The radon test came back at 6.2 pCi/L. Your buyer's agent just called to say they're concerned. The EPA action level is 4.0. And now a deal you thought was locked is suddenly on life support.
This happens constantly in Raleigh and Charlotte. North Carolina has significant radon risk — the Piedmont region sits on granite bedrock that produces uranium decay, which generates radon gas. Wake County and Mecklenburg County both have areas classified as EPA Zone 1 (highest radon potential). It's an invisible, odorless radioactive gas that seeps through foundation cracks, sump pump openings, and construction joints.
Radon is the second leading cause of lung cancer in the United States. So when a test comes back high, buyers panic. And deals die.
I've bought houses with radon levels well above the EPA action level across Wake and Mecklenburg Counties. Every single time, the radon issue was fixable. The problem isn't the radon — it's the fear around it and the timing of discovery in a traditional sale.
Why Radon Kills Deals in Traditional Sales
Here's the typical sequence. It plays out the same way almost every time.
Buyer makes an offer. During the due diligence period, they order a radon test — either as part of the general inspection or separately. The test takes 48 hours minimum (continuous radon monitor or charcoal canisters). Results come back above 4.0 pCi/L.
Now the negotiation starts. The buyer wants mitigation installed before closing. Or they want a price reduction to cover it. Or they just want out — especially if the number is above 8.0 or 10.0, which sounds terrifying even though mitigation handles those levels just as effectively as 4.1.
The seller scrambles. Gets a mitigation quote. A sub-slab depressurization system — the standard fix — costs $800 to $2,500 depending on the foundation type and home layout. That's not unreasonable. But the buyer doesn't trust that a system installed at the last minute will actually work. They want a post-mitigation retest (another 48 hours minimum). And the closing date is two weeks away.

→ Input data:
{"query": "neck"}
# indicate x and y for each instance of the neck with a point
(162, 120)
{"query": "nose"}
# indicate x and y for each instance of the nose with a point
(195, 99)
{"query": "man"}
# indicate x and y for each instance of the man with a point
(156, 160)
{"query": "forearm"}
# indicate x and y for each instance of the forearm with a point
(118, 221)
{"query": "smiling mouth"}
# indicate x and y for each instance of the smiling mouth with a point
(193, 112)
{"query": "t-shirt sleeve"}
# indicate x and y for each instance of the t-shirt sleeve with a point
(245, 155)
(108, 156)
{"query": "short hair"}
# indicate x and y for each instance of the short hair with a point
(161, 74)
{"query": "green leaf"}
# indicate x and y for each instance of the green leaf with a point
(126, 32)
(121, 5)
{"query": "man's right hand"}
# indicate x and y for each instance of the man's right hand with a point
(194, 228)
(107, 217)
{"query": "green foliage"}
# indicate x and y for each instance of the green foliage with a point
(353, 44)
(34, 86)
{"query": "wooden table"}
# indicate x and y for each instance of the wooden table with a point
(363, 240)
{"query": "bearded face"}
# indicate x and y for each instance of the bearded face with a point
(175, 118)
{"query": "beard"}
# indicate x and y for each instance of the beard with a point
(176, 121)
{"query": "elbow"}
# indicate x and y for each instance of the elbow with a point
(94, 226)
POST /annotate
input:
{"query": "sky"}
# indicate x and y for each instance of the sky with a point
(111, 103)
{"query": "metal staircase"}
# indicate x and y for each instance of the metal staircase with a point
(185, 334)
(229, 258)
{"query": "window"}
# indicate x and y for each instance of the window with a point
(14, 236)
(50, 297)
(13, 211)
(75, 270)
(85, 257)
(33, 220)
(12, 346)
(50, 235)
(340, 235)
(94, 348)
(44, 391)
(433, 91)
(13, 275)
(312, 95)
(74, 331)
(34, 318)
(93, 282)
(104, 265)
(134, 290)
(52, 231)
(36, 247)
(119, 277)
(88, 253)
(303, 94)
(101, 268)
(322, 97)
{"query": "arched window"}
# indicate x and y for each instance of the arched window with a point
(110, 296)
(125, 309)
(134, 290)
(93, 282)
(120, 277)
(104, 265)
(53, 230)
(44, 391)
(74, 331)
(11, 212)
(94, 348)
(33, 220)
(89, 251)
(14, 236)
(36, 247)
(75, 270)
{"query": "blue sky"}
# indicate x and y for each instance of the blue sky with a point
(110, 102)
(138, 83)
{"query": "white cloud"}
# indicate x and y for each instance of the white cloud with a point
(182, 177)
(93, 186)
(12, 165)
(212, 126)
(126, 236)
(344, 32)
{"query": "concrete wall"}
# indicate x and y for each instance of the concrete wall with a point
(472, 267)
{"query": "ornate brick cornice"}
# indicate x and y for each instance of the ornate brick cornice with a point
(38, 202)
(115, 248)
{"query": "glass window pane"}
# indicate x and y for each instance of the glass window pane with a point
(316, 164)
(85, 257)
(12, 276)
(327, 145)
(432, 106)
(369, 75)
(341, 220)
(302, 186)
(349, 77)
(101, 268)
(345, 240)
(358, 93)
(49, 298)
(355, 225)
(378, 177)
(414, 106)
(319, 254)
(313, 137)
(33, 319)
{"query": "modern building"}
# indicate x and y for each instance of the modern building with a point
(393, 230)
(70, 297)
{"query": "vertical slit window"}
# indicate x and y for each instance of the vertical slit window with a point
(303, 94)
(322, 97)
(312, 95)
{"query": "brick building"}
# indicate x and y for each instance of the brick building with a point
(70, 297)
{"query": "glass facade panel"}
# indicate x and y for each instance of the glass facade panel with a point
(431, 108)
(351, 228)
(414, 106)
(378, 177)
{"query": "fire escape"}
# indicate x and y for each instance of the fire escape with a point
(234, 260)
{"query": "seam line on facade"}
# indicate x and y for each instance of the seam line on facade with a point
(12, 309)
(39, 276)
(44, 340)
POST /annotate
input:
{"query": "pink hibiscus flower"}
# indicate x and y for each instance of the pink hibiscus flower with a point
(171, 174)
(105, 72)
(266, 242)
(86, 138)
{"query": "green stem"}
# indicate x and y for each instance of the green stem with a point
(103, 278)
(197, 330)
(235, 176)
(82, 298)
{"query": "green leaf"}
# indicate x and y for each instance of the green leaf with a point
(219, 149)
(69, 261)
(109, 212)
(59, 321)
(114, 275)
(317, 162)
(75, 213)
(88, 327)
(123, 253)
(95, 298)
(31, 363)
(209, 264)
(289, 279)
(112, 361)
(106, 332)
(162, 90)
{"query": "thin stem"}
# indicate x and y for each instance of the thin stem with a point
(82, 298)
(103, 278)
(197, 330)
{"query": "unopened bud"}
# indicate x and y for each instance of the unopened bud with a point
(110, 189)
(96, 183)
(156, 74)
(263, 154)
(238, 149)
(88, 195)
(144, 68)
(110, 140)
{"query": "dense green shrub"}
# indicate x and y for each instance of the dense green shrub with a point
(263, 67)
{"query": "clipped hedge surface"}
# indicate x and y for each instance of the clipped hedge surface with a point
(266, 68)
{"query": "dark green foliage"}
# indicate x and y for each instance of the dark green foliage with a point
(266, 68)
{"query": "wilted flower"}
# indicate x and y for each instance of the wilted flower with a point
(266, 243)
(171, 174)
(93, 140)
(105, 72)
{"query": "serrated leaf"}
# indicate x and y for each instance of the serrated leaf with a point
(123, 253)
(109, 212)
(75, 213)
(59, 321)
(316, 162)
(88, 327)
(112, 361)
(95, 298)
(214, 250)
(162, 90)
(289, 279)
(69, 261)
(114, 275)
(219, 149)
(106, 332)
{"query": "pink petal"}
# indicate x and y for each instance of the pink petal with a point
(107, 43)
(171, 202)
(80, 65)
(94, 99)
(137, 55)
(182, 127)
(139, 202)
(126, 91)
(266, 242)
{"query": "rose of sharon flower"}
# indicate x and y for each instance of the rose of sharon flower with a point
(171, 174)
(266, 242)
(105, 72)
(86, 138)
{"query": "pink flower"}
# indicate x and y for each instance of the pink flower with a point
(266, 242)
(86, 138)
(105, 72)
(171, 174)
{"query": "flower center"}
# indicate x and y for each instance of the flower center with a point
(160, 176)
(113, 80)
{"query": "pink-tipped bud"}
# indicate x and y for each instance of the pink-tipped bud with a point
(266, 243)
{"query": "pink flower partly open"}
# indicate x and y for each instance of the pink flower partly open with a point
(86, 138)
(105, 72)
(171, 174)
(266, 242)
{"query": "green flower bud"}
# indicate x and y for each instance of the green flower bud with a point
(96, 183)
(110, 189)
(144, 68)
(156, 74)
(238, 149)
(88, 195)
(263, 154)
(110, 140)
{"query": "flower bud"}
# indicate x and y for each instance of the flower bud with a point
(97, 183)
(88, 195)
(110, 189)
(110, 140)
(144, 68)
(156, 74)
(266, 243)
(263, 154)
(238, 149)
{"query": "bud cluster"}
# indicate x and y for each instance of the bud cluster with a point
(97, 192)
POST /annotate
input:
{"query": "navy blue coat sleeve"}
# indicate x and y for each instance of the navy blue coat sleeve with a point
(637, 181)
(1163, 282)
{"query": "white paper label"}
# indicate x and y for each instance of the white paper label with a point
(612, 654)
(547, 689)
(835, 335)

→ What you will do:
1. In the radon passage, what does a sub-slab depressurization system cost?
2. Repeat the stretch of the radon passage from "I've bought houses" through "a traditional sale." word for word.

→ Task-by-task solutions:
1. $800 to $2,500, depending on the foundation type and home layout.

2.
I've bought houses with radon levels well above the EPA action level across Wake and Mecklenburg Counties. Every single time, the radon issue was fixable. The problem isn't the radon — it's the fear around it and the timing of discovery in a traditional sale.